§ **Polecenie**: Zdanie „Dodam, że oboje dbaliśmy równomiernie o naszą relację.” z wpisu o rozstaniu przełóż na język angielski.

§ **Podany tekst**:
________

2021-09-16, 16:40 | #1 |
Przyczajenie
Zarejestrowany: 2021-09
Wiadomości: 11
|
Rozstanie z powodu braku zaręczyn
Cześć,
z tej strony Kamil, mam 25 lat. Piszę na tym forum, gdyż nie za bardzo wiem co myśleć o moim związku - a raczej jego rozpadzie... Dzisiaj definitywnie zakończyliśmy związek z moją dziewczyną (24 lat). Powód? Zaręczyny. Byliśmy razem od niespełna pół roku. Bardzo szybko postanowiliśmy zamieszkać u mnie w mieszkaniu (około 2-3 tyg. po poznaniu). Wszystko było jak w bajce, aż pewnego dnia usłyszałem, że skoro razem mieszkamy, to powinniśmy się zaręczyć, bo jej rodzina tak uważa i ona w sumie też. Było to już po około 3-4 miesiącach wspólnego mieszkania. Dziewczyna stwierdziła, że zachowuje się jak moja żona, chociaż nią nie jest i jej to bardzo przeszkadza. Dodam, że oboje dbaliśmy równomiernie o naszą relację. Starałem się utrzymywać dom i nas oboje. Pracowałem 7 dni w tygodni. Fundowałem wyjazdy, atrakcje, wyjścia do restauracji itp. Starałem się, żeby niczego nam nie brakowało. Ona ze względu na to że studiuje, nie pracowała - z wyjątkiem wakacji 3x w tygodniu po 7h przez 2 miesiące. Trochę mnie to przemęczało, bo pracowałem za nas oboje, a jednak nadal znajdywałem siłę żeby sprzątać w mieszkaniu i czasem coś ugotować. Jednak nie w tym problem. Pewnego dnia stwierdziła, że skoro nie jestem jej pewny i nie chcę się określić (wyciągnąć pierścionka), to nie ma to sensu. Nie wiem, czy to ze mną coś nie tak... ale minęło raptem niecałe pół roku. Kochałem ją bardzo mocno, jednak ten ciągły nacisk ze strony jej i jej rodziców, sprawił, że zamiast zaręczyć się, miałem ochotę zapaść się pod ziemię. Czy to nie za szybko na tak poważne deklaracje? Dodam, że kiedyś już zaręczyłem się pod naciskiem mojej ówczesnej dziewczyny (również po około 6-8 miesiącach) i skończyło się to rozstaniem. Ona o tym wiedziała, a jednak też postanowiła wywierać presję... Przecież i tak dostałaby ten pierścionek z biegiem czasu... Zostałem sam, w pustym mieszkaniu i nie wiem co dalej. Czy to ze mną jest coś nie tak? |
2021-09-16, 20:11 | #2 |
Zakorzenienie
Zarejestrowany: 2018-06
Wiadomości: 11 110
|
Dot.: Rozstanie z powodu braku zaręczyn
Ogólnie uważam, że za wcześnie, i w sumie bardzo dobrze, że Ci nie truje za uszami.

________

§ **Pozycje**:
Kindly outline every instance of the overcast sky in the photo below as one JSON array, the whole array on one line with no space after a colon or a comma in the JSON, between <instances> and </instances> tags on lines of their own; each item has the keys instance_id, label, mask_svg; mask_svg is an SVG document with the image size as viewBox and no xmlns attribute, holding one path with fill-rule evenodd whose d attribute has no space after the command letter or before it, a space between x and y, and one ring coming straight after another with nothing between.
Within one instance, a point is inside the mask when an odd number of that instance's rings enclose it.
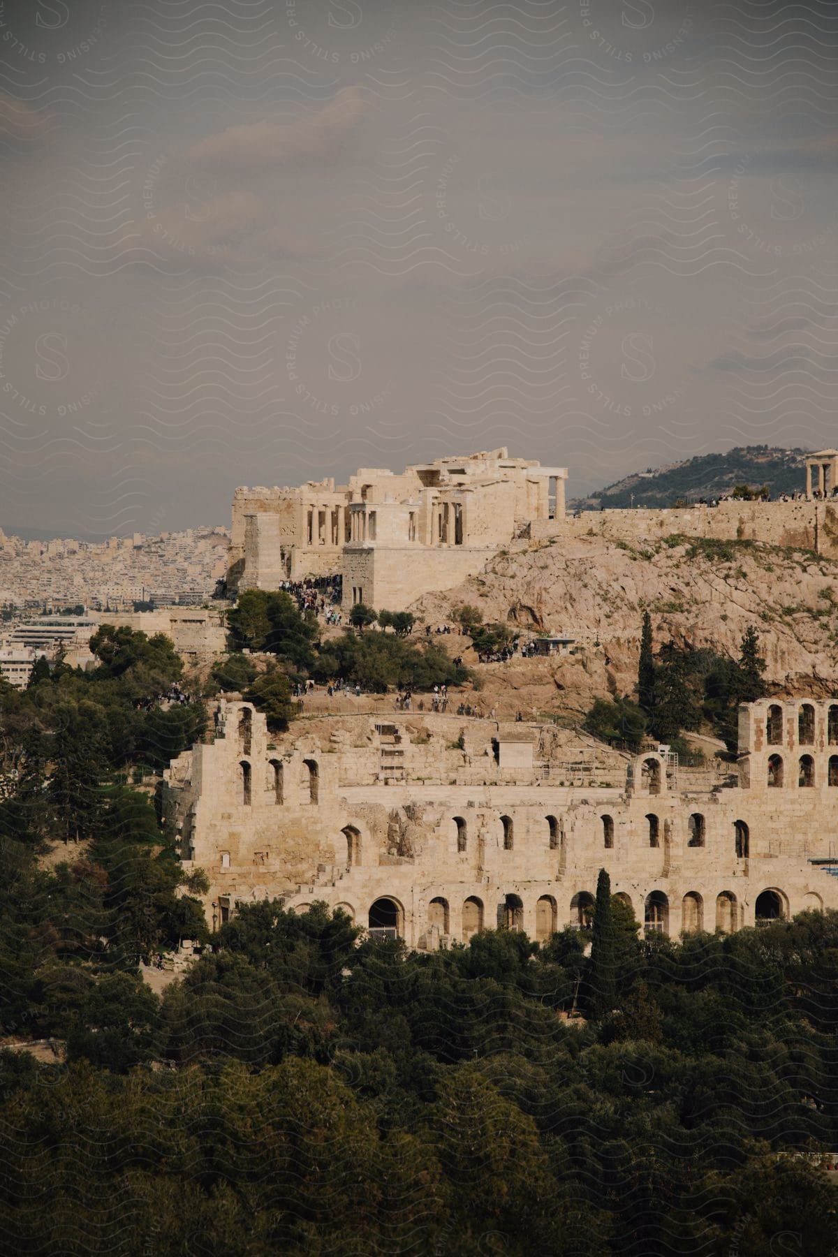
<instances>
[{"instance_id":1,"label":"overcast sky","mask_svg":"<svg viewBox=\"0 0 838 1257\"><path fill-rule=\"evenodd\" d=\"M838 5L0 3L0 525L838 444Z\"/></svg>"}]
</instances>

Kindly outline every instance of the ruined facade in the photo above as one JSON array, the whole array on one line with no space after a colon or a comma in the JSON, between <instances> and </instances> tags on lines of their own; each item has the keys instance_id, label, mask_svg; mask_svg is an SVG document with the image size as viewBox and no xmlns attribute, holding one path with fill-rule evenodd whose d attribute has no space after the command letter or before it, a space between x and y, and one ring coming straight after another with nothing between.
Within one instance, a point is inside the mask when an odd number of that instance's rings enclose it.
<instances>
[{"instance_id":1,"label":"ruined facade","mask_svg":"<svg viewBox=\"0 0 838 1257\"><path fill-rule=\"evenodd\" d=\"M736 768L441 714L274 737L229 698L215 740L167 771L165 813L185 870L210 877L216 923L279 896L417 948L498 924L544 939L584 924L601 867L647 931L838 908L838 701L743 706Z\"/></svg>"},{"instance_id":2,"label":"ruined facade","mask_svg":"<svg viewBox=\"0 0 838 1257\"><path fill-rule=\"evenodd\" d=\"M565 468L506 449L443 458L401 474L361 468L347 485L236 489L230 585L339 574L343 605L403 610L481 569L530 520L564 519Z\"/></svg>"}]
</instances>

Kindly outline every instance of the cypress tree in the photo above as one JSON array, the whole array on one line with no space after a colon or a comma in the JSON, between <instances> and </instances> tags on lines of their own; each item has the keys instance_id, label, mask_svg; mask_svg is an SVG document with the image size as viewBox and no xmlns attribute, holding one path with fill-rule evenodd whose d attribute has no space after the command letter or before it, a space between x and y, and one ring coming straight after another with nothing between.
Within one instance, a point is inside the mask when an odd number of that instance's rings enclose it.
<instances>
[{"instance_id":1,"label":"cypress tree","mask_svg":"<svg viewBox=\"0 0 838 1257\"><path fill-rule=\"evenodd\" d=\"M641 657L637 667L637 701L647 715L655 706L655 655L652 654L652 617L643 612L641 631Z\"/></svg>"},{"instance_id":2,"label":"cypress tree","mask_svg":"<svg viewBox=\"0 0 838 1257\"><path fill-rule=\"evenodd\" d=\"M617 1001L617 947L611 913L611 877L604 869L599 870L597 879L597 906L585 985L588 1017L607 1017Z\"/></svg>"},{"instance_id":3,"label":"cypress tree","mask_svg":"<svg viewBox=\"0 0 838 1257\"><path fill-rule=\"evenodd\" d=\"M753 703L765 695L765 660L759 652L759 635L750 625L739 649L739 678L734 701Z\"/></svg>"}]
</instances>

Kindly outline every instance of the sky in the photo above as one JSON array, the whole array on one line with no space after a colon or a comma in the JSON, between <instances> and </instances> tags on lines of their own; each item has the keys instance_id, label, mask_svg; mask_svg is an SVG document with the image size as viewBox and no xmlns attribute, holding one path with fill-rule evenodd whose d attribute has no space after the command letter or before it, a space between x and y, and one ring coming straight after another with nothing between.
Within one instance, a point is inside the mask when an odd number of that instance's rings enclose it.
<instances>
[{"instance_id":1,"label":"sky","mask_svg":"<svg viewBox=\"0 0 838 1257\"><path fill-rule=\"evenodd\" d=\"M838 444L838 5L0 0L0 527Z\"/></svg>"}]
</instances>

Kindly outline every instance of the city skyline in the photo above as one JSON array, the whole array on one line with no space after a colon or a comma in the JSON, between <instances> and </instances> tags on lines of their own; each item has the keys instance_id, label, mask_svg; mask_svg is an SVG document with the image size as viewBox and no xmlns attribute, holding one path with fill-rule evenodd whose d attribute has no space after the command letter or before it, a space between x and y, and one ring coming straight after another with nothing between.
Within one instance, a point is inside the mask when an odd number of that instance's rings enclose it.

________

§ **Oczekiwana odpowiedź**: I should add that we both took equal care of our relationship.